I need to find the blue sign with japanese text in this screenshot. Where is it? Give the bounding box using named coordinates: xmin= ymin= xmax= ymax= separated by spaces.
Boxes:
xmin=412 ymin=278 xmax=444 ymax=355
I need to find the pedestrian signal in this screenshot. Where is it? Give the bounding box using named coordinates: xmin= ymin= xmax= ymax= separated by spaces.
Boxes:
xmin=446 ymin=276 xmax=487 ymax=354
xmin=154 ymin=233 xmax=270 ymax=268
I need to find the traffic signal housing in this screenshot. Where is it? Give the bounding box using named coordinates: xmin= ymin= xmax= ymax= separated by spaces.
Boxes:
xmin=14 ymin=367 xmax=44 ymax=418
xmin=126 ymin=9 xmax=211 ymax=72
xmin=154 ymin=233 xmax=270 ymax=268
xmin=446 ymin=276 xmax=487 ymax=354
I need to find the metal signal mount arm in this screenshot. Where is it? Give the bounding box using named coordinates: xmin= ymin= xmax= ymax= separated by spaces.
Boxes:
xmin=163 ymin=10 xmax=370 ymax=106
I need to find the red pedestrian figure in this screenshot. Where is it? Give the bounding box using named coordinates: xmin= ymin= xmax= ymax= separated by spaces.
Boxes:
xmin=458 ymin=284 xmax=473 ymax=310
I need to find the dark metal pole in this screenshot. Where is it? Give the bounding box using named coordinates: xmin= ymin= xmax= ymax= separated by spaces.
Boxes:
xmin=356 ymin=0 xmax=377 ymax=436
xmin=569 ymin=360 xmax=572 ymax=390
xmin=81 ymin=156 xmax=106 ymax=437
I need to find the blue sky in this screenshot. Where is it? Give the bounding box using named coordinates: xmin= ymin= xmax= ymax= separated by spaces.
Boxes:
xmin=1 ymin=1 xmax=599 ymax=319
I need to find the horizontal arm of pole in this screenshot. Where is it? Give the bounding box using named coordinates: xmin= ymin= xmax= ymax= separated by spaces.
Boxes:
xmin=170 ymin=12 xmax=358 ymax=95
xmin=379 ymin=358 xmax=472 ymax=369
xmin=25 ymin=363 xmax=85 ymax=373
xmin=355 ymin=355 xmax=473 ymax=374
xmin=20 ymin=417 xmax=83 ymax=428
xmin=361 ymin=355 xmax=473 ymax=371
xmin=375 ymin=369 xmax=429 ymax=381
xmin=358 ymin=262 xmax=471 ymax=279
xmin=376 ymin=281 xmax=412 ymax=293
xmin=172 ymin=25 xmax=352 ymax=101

━━━━━━━━━━━━━━━━

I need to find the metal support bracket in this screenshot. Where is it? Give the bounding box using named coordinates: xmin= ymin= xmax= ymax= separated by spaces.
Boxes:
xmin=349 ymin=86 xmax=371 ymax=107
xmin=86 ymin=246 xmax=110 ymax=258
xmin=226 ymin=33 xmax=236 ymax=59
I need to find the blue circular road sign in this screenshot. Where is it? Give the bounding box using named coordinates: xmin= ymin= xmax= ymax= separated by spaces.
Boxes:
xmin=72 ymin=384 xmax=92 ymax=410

━━━━━━━━━━━━━━━━

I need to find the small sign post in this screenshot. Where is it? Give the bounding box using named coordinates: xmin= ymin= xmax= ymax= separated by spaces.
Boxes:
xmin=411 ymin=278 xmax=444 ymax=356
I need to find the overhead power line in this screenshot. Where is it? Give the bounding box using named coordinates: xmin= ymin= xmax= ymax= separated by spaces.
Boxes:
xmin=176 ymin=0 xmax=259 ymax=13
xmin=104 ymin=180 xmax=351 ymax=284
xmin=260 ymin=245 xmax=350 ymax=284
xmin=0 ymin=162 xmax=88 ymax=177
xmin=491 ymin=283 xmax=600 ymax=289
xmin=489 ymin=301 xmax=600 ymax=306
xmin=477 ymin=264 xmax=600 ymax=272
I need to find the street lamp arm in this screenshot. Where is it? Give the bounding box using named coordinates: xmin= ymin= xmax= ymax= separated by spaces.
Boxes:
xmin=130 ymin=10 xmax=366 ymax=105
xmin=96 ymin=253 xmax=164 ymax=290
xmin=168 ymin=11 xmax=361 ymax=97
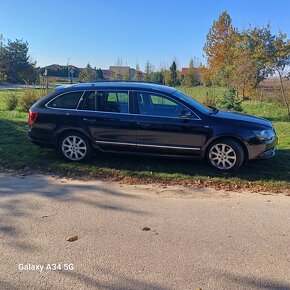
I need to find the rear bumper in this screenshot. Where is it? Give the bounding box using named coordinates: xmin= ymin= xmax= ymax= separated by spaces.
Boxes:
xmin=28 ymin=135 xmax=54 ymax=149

━━━━━━━━━━━━━━━━

#### Exercise
If the string "signal" appears in a line of the entries, report the line.

#### Response to this exercise
I need to find the pedestrian signal in this screenshot. Where is it? Give the bounding box using named coordinates: xmin= ymin= xmax= ymax= separated by spaces.
I need to find the traffic signal housing in this screenshot. Where is it? Give the bounding box using named coordinates: xmin= ymin= xmax= ymax= separated by spaces.
I need to find the metal signal mount arm in this screenshot. Where is it? Give the bounding box using named coordinates: xmin= ymin= xmax= ymax= separated by spaces.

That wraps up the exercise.